*** 抽出テキスト
ノバルティス ラミシール営業活動で後発品を中傷、厚労省が改善指導
公開日時 2006/08/30 23:00
ノバルティスファーマが抗真菌剤「ラミシール」の営業活動で、同剤の後発品
を「誹謗中傷」したとして、厚生労働省から改善指導を受けていたことが8月
30日までにわかった。海外後発品に「遺伝毒性」が含まれているとのデータを
全国の医療機関に紹介していた営業活動が後発品企業の誹謗中傷にあたるとし
て、厚労省経済課は同社に対して改善指導を行った。さらに、業界団体も製薬
業界が定めたプロモーションコード違反の疑いで、調査に動き出している。
(詳細は9月1日発売のマンスリーミクス9月号「GE市場の大地殻変動」に掲
載)
問題となったのは「ラミシール錠 海外後発品の不純物の濃度」と題するデー
タ。ノバルティスのスイス本社がインドやカナダ、イスラエルなどの後発品の
原末や製剤の不純物濃度を解析したもの。一覧表の最下段には「微量ではある
が遺伝毒性を持つ」と記載している。遺伝毒性とは主に発がん性を示す場合が
多く、医療関係者が国内の後発品にも同様の問題があると誤解しかねない内容
となっている。
******
### 作業内容
ラミシールの営業活動をめぐる記事の続きを、最後の文の後から書いてください。 次の項目は、この作業には一切関わりません。
*** 提供資料
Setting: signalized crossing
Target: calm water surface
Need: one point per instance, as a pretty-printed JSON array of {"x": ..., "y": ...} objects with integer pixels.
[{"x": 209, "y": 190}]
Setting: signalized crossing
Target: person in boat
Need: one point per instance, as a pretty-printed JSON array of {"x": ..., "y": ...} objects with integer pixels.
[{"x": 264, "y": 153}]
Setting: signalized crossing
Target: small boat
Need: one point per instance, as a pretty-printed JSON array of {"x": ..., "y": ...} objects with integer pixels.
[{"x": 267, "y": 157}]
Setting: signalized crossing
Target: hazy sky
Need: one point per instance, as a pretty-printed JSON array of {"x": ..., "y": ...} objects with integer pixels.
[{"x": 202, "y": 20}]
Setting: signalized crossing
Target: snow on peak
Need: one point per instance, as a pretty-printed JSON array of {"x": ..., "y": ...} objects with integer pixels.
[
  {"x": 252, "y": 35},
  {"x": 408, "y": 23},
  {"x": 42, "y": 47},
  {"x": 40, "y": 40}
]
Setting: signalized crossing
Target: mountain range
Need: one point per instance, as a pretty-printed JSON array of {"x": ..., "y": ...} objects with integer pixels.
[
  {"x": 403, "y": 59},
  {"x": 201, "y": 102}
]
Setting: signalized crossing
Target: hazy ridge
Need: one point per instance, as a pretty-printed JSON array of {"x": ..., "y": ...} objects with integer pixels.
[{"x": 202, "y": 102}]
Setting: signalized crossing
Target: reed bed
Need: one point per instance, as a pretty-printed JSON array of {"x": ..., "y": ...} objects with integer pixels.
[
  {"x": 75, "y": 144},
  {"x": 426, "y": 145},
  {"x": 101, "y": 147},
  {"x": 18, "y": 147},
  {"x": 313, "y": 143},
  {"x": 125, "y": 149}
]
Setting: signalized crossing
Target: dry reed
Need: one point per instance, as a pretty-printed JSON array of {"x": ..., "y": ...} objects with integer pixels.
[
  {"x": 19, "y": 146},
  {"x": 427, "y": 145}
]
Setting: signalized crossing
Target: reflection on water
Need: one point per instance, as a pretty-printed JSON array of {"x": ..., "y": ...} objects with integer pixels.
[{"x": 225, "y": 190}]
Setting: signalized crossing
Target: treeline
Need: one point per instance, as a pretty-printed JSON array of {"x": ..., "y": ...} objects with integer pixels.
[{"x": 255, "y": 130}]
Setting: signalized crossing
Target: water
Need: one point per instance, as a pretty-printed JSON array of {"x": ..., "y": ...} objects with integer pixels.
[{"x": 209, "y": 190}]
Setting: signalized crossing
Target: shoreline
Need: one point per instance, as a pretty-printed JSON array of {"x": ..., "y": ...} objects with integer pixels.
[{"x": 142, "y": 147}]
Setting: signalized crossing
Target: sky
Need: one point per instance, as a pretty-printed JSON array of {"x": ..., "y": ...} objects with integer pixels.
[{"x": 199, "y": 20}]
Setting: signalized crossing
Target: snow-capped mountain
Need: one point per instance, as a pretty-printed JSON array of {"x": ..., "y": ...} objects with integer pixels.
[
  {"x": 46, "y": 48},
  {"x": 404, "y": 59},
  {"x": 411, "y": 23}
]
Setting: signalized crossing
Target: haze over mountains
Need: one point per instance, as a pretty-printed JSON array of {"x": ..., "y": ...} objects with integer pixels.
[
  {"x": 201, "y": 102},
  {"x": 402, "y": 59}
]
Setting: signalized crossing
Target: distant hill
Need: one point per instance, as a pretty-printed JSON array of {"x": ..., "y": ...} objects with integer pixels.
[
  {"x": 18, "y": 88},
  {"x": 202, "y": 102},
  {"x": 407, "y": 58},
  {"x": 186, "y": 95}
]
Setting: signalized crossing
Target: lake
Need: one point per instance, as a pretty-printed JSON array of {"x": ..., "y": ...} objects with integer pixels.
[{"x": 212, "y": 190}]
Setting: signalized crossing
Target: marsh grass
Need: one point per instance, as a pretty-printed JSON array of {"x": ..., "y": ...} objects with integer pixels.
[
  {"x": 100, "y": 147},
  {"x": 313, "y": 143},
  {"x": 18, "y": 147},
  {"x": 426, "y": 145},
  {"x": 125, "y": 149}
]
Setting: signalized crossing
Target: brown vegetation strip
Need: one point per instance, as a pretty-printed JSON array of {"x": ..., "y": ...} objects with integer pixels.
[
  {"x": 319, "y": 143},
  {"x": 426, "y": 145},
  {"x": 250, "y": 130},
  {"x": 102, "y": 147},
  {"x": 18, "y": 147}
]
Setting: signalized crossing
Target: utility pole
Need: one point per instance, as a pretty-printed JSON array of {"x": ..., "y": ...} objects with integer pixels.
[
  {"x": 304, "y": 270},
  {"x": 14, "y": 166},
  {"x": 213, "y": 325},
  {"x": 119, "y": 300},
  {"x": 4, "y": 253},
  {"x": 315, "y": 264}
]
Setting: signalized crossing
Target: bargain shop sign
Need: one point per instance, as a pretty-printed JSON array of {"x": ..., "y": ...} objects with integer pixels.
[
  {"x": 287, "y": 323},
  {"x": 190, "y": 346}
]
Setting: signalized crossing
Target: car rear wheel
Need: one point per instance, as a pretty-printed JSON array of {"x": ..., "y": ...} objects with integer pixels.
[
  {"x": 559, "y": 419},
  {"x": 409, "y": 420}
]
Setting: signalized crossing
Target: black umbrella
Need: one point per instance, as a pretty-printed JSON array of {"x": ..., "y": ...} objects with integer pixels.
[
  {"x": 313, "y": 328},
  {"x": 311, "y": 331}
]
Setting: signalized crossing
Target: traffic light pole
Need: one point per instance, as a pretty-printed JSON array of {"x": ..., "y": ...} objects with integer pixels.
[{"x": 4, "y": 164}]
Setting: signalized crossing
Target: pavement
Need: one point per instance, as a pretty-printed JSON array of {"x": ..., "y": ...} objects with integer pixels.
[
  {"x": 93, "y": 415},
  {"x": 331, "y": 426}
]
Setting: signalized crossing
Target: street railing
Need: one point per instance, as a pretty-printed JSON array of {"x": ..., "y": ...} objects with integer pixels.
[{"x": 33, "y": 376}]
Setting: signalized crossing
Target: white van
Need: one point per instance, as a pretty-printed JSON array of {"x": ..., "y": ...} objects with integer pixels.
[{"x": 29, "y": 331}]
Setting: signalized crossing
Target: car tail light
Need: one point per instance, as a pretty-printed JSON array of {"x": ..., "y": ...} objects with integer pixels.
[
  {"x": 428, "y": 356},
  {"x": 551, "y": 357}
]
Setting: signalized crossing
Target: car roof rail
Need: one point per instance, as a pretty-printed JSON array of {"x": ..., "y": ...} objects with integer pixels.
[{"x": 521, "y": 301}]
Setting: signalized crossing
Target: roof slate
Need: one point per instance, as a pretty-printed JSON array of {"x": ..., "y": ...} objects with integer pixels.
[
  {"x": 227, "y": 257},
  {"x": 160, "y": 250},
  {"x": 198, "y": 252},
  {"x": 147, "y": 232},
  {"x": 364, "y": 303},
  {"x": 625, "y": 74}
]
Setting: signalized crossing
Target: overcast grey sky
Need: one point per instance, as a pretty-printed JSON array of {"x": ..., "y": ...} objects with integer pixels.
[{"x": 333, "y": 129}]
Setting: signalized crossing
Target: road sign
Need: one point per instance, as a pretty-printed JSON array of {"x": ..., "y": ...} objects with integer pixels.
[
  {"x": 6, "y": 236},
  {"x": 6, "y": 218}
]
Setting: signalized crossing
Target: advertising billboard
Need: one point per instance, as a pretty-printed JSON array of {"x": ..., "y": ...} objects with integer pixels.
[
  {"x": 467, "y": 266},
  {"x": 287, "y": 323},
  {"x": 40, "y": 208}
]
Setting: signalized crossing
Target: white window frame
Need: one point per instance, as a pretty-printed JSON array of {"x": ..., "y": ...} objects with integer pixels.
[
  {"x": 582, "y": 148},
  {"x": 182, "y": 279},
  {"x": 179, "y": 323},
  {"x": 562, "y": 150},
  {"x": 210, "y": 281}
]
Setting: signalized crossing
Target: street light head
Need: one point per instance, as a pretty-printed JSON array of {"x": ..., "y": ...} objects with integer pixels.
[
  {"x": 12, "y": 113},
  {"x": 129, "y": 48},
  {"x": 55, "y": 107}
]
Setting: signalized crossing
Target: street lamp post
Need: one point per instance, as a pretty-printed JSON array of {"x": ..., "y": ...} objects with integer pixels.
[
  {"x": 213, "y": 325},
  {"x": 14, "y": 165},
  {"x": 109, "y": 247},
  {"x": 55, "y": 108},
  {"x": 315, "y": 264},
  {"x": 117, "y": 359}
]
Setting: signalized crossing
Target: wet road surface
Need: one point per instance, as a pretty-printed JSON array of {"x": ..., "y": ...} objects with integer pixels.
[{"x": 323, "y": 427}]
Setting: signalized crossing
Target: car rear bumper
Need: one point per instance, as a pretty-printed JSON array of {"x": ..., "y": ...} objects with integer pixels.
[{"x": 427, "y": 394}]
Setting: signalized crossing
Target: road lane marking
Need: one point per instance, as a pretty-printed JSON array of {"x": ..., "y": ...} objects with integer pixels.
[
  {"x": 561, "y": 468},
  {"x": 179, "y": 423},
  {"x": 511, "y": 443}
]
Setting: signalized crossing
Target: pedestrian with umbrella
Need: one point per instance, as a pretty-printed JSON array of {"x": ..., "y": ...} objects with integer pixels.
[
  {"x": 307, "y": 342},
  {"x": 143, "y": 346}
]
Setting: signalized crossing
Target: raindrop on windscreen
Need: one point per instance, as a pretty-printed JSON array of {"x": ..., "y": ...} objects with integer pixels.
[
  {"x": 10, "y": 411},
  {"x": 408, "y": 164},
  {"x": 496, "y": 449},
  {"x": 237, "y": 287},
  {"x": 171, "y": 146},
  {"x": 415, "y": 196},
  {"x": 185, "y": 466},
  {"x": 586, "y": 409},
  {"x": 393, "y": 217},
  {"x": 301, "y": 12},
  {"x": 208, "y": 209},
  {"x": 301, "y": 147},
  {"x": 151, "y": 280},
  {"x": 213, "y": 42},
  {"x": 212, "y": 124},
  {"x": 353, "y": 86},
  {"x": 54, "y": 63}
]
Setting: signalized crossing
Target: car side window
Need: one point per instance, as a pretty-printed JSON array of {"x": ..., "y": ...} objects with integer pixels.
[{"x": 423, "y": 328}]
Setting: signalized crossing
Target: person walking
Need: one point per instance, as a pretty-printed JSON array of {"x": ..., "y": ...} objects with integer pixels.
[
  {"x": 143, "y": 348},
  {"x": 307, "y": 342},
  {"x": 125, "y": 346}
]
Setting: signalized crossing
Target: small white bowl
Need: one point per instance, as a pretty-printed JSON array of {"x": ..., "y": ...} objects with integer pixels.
******
### 解答欄
後発品の使用促進策を主導する厚労省経済課は、今回の事態を重くみて、8月
上旬に馬場宣行・ノバルティスファーマ社長を呼び出して改善指導を行った。
このほか、日本製薬工業協会やメーカー公取協(医薬用医薬品製造販売業公正
取引協議会)もプロモーションコードに抵触する可能性が高いため、独自の調
査を進めている。
ノバルティスファーマ広報部は「8月25日までに問題のデータを見せた医師に
は謝罪をほとんど終えている。誤解を与えかねないデータであり、関係者には
大変ご迷惑をかけた」とコメントしている。ラミシールには今年7月に後発品
20品目が参入し、シェア防衛が課題となっていた。